* PROMPT: Using the article on the film Rêves de poussière below, explain in one to three sentences why the project was able to gain further French and European funding.

* QUOTED TEXT:
────────────────────────────────────────
Rêves de poussière ( or Buried Dreams) is a 2006 film by director Laurent Salgues.

Plot
Rêves de poussière tells of Mocktar Dicko, a Nigerien peasant, who goes to look for work in a gold mine in northeastern Burkina Faso. He hopes to forget the past in this prison, where the bars are made of dust and wind.

Production

The film was the first full-length feature by Salges.
The project quickly secured Avance sur Recettes and GAN Foundation funding, and gained further French and European funding since the director had obtained Burkina Faso citizenship through marriage.
The film was a France-Canada co-production between Athénaïse – Sophie Salbot and ACPAV – Marc Daigle.
The associate producer was Sékou Traoré of the Burkina Faso company Sahelis Productions.

Reception

A reviewer says the "opening shot reminds you of a choreographed musical—only there is no music, only silence and the sounds of workers’ tools".
────────────────────────────────────────
* ENTRIES SHOWN:
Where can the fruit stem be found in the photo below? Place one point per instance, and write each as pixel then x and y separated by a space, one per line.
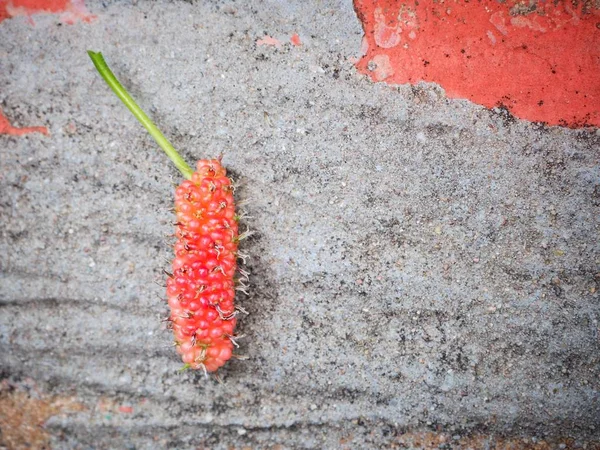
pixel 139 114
────────────────────────────────────────
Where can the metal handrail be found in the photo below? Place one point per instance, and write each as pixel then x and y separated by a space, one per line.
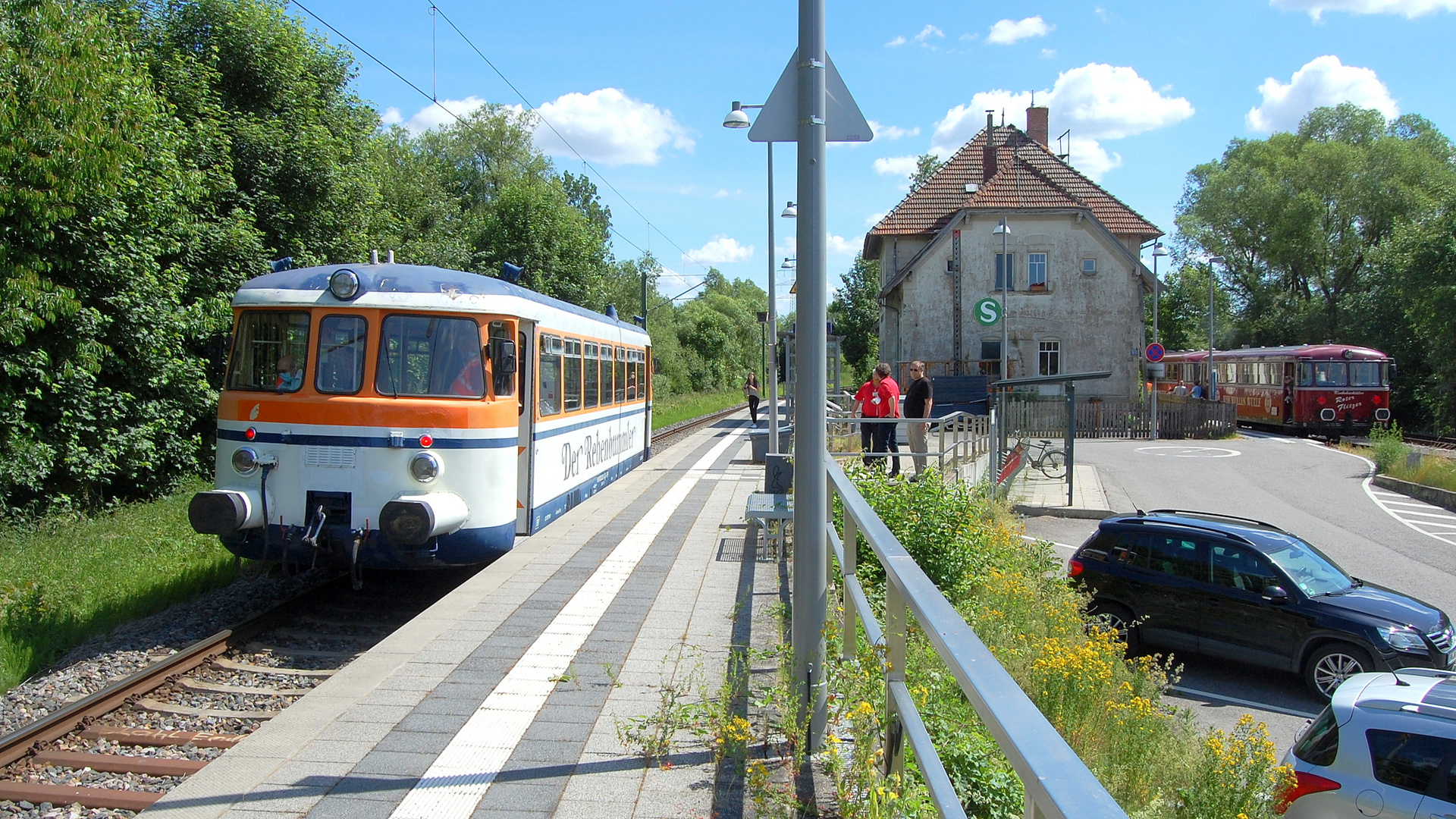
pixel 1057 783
────────────────────────────────────────
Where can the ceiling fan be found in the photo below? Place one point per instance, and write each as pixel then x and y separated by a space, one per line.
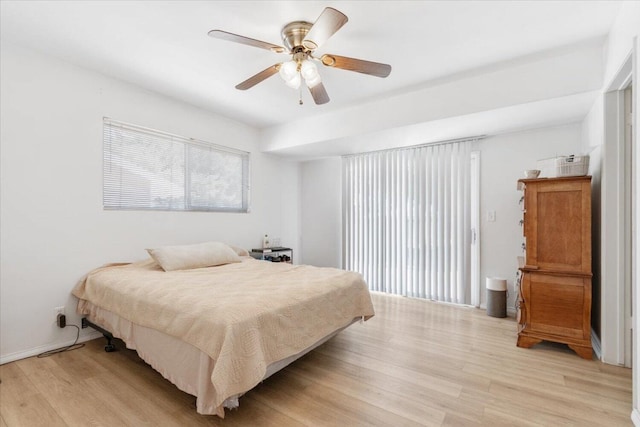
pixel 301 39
────────────────────────────────────────
* EXERCISE OUTPUT: The project gained further French and European funding because the director had obtained Burkina Faso citizenship through marriage. This came on top of the Avance sur Recettes and GAN Foundation funding it had already secured.